Provided data —
<<<<
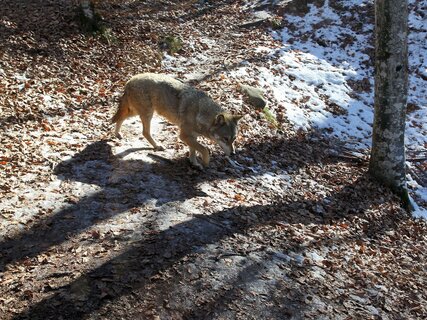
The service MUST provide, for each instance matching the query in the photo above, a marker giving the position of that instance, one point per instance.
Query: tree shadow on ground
(146, 260)
(125, 179)
(121, 186)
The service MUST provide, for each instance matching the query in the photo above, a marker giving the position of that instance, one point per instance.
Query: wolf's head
(224, 131)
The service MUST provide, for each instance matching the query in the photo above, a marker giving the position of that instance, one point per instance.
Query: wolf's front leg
(194, 146)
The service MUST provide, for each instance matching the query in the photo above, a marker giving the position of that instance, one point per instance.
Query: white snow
(320, 54)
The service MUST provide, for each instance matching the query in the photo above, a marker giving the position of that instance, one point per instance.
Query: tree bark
(387, 163)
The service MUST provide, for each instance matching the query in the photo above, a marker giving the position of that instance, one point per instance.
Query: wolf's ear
(237, 117)
(219, 120)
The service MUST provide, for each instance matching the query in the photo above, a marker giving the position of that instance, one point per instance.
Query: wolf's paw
(159, 148)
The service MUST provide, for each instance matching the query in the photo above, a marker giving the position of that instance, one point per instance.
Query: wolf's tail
(123, 110)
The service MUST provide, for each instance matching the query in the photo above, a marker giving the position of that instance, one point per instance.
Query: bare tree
(387, 163)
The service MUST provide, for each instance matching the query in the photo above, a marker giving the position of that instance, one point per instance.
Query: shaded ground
(96, 228)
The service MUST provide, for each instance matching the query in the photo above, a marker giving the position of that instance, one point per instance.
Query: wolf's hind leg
(146, 128)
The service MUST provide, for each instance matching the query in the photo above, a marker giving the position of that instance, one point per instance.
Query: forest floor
(291, 227)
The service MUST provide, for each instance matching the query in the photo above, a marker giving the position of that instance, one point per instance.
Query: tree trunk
(387, 163)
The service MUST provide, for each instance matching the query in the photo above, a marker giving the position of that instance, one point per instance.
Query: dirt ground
(93, 227)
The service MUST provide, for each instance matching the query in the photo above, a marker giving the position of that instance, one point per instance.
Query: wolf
>>>>
What to produce — Tally how many lines of the data above contain the word "ground". Reply with the number alone.

Answer to the problem — 3